▸ REQUIRED ACTION
All entries must be set down once more, precisely as given.

▸ MATERIAL FOR THIS EXERCISE

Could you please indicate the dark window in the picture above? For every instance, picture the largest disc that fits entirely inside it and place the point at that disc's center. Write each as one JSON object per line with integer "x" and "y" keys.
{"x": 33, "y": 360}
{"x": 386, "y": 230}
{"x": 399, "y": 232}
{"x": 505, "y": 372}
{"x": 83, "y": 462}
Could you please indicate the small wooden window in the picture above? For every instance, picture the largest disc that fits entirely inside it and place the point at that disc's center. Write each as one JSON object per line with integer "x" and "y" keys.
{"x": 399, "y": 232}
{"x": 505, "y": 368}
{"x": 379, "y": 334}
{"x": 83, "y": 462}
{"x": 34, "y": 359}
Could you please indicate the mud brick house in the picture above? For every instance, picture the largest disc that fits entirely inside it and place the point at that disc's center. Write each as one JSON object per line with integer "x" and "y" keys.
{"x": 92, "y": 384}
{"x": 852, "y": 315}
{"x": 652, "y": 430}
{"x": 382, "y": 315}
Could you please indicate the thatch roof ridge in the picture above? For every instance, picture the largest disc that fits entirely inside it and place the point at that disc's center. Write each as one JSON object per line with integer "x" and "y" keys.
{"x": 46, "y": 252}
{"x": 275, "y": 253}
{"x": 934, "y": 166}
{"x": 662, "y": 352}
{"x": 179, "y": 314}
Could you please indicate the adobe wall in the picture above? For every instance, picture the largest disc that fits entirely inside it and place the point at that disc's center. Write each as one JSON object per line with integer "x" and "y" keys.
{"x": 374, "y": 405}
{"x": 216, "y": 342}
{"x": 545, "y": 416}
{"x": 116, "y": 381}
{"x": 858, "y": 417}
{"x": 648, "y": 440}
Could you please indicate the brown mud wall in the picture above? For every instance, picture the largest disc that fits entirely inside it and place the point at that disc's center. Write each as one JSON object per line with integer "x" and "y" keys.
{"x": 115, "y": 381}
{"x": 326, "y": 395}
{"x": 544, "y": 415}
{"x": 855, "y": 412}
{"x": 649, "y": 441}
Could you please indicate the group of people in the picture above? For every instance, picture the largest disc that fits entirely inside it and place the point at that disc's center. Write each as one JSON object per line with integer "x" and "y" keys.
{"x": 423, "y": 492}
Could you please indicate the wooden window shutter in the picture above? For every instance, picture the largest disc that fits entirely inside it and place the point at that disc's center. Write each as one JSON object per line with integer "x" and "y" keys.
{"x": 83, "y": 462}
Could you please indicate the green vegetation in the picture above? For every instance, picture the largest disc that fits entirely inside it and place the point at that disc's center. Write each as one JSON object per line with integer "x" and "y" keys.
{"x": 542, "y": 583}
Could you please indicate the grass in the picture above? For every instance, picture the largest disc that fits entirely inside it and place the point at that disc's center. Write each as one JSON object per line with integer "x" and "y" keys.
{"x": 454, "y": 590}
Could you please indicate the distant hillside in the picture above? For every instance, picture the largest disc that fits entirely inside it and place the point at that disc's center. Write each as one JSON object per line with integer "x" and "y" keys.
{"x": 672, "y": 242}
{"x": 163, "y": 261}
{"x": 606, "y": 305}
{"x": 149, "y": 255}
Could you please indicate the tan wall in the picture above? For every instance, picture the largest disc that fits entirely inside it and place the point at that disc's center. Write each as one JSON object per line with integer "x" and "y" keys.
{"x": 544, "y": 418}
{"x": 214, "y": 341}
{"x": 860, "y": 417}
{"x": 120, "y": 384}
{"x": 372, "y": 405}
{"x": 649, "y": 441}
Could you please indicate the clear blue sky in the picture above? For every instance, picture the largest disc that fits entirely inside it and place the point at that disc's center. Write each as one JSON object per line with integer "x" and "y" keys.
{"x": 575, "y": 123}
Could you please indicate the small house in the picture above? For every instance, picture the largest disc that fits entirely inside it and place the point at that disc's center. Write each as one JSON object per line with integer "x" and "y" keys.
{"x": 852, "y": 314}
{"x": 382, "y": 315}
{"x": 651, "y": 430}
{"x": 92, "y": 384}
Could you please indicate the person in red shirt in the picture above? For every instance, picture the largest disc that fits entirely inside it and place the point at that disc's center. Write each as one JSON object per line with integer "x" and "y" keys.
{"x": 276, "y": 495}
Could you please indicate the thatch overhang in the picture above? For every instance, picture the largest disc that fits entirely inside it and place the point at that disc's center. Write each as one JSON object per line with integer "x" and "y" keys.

▸ TASK RESPONSE
Could you please indicate the dark window in the picture above? For every instance, picture the largest disc that fits entirely inside it and place the point at that disc's center. Write each as one JSON object per line with integer "x" and "y" keys.
{"x": 33, "y": 360}
{"x": 386, "y": 230}
{"x": 399, "y": 232}
{"x": 505, "y": 372}
{"x": 83, "y": 462}
Could you please indicate the small wooden window in the picture above? For every instance, picture the largest disc that fits entirely inside it and place the point at that disc's center. Write each as one JSON object per line with integer "x" and "y" keys.
{"x": 399, "y": 232}
{"x": 505, "y": 368}
{"x": 379, "y": 334}
{"x": 83, "y": 462}
{"x": 34, "y": 359}
Could you please indicate the mud brick house in the picture above? For every instance, picture the largest disc that fits entirely inside it and place the point at that disc's center. Write each as one JSON object per line with integer "x" and "y" keys.
{"x": 92, "y": 384}
{"x": 852, "y": 315}
{"x": 652, "y": 430}
{"x": 382, "y": 315}
Could you please indicate the thatch roof ridge in the picture above? For every instance, picture the largest disc that fits entirely inside it and place the point at that disc's center. Write each as one JSON object per line with integer "x" and "y" keys.
{"x": 46, "y": 252}
{"x": 275, "y": 253}
{"x": 934, "y": 166}
{"x": 662, "y": 352}
{"x": 179, "y": 314}
Could you please indicate the adobe wall in the picture above? For every instance, picture the largest disc that fits entirely inside it and place the point at that disc's center. Write each as one JSON object per line with integer "x" and "y" keys.
{"x": 374, "y": 405}
{"x": 216, "y": 342}
{"x": 545, "y": 416}
{"x": 116, "y": 381}
{"x": 858, "y": 417}
{"x": 648, "y": 440}
Could you please indicate the brown mud wall in the picture above? For every instance, picture the largest disc that fits entirely inside it and place the point at that disc's center. Write each as one JSON object per line with integer "x" and "y" keys.
{"x": 115, "y": 381}
{"x": 326, "y": 395}
{"x": 544, "y": 415}
{"x": 855, "y": 412}
{"x": 649, "y": 441}
Could you please indicate the group of people in the picture above? For every instance, picture the largest disc that fits entirely inside it and place the point at that disc's center. Write each as one JSON object per line with integer "x" and "y" keys.
{"x": 423, "y": 492}
Could you please indicate the wooden window shutter in the picture above? For every instance, picture the largest disc that fits entirely inside it and place the point at that disc's center. Write each as one JSON object per line with integer "x" and "y" keys.
{"x": 83, "y": 462}
Could you please indicate the green vegetation in the picture above? For every instance, picture the largest disc that fits entirely inside it and place the point at that disc's center. Write each as one JSON object per line with integer "x" and "y" keys.
{"x": 542, "y": 583}
Could you please indicate the grass in the picture above? For every instance, picture the largest disc that fits entirely inside it and place the point at that disc's center. Write each as one JSON object per line with integer "x" and "y" keys.
{"x": 454, "y": 590}
Could you please indicate the distant hillside in the picture above? For every instance, picture the largest disc that fits entirely inside it and place the point at that disc's center. Write each as one JSON object per line with integer "x" and "y" keys.
{"x": 672, "y": 242}
{"x": 163, "y": 261}
{"x": 606, "y": 305}
{"x": 149, "y": 255}
Could you please indicate the tan wall in the picture above? For every instance, picture the largest disc that fits entirely inside it and place the point at that disc's center. Write each as one JSON object per line with integer "x" and "y" keys.
{"x": 544, "y": 418}
{"x": 214, "y": 341}
{"x": 860, "y": 417}
{"x": 120, "y": 384}
{"x": 372, "y": 405}
{"x": 649, "y": 441}
Could you please indicate the clear blue sky in the picture above? For every instance, picture the largest disc that fits entirely inside it and place the point at that disc's center. Write each as one JSON object per line with integer "x" and "y" keys.
{"x": 575, "y": 123}
Could you please indicate the small house in the picture above? For every instance, picture the largest disc that fits entirely inside it and place the point at that disc's center. Write each as one JSON object per line with integer "x" and "y" keys.
{"x": 852, "y": 314}
{"x": 382, "y": 315}
{"x": 651, "y": 430}
{"x": 92, "y": 384}
Could you please indicate the person in red shirt in the picture above? For every instance, picture the largest disc that fits entirely inside it and place the point at that disc's center. Write each as one JSON object per line with integer "x" and "y" keys.
{"x": 276, "y": 495}
Could you please indicate the thatch overhang in the picture above? For every instance, picture the largest disc that fits entirely inside it and place the point at that disc's center. Write each as one JSON object per line with integer "x" and "y" keys.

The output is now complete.